• READING TEXT
Giving Up the Goods: Mobb Deep’s “The Infamous” Turns 25

By Oliver WangMay 22, 2020

Giving Up the Goods: Mobb Deep’s “The Infamous” Turns 25
IN THE FALL of 1994, American radio and club DJs began receiving a promotional single in the mail: “Shook Ones, Pt. II,” by the Queens rap duo Mobb Deep. Those early promos came with little fanfare — no cover art, no liner notes, just a plain center sticker with the group’s name, song title, and record label logo. The reaction to “Shook Ones, Pt. II” was as spectacular as its arrival was understated. Its dark, discordant track and violent braggadocio powered the single onto hip-hop mix shows, and the song sparked fights in rowdier nightclubs whenever it rumbled over the speakers. Eminem’s hit 2002 film 8 Mile paid “Shook Ones, Pt. II” the ultimate homage by using it in the film’s cold open, a shot of auditory adrenaline jabbed into the heart of B-Rabbit as he prepares for an MC battle.

• PARTS OF THE EXERCISE
**a)** Translate this sentence from the Mobb Deep article into Spanish: "The reaction to “Shook Ones, Pt. II” was as spectacular as its arrival was understated."
**b)** In the Mobb Deep article, write out the passage that begins at the words "By Oliver WangMay" and stops after "an MC battle.".

• DATA EXCERPT
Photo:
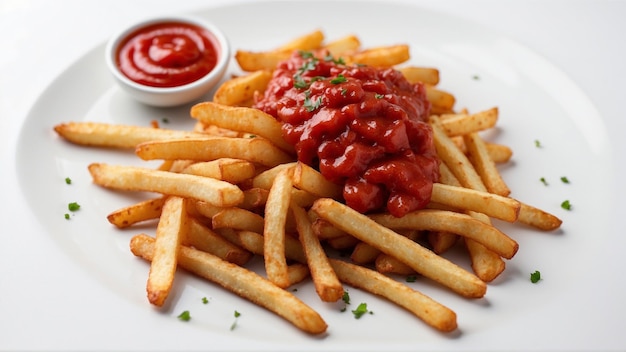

• FULL ANSWERS
**a)** La reacción a “Shook Ones, Pt. II” fue tan espectacular como discreta había sido su llegada.

**b)**
By Oliver WangMay 22, 2020

Giving Up the Goods: Mobb Deep’s “The Infamous” Turns 25
IN THE FALL of 1994, American radio and club DJs began receiving a promotional single in the mail: “Shook Ones, Pt. II,” by the Queens rap duo Mobb Deep. Those early promos came with little fanfare — no cover art, no liner notes, just a plain center sticker with the group’s name, song title, and record label logo. The reaction to “Shook Ones, Pt. II” was as spectacular as its arrival was understated. Its dark, discordant track and violent braggadocio powered the single onto hip-hop mix shows, and the song sparked fights in rowdier nightclubs whenever it rumbled over the speakers. Eminem’s hit 2002 film 8 Mile paid “Shook Ones, Pt. II” the ultimate homage by using it in the film’s cold open, a shot of auditory adrenaline jabbed into the heart of B-Rabbit as he prepares for an MC battle.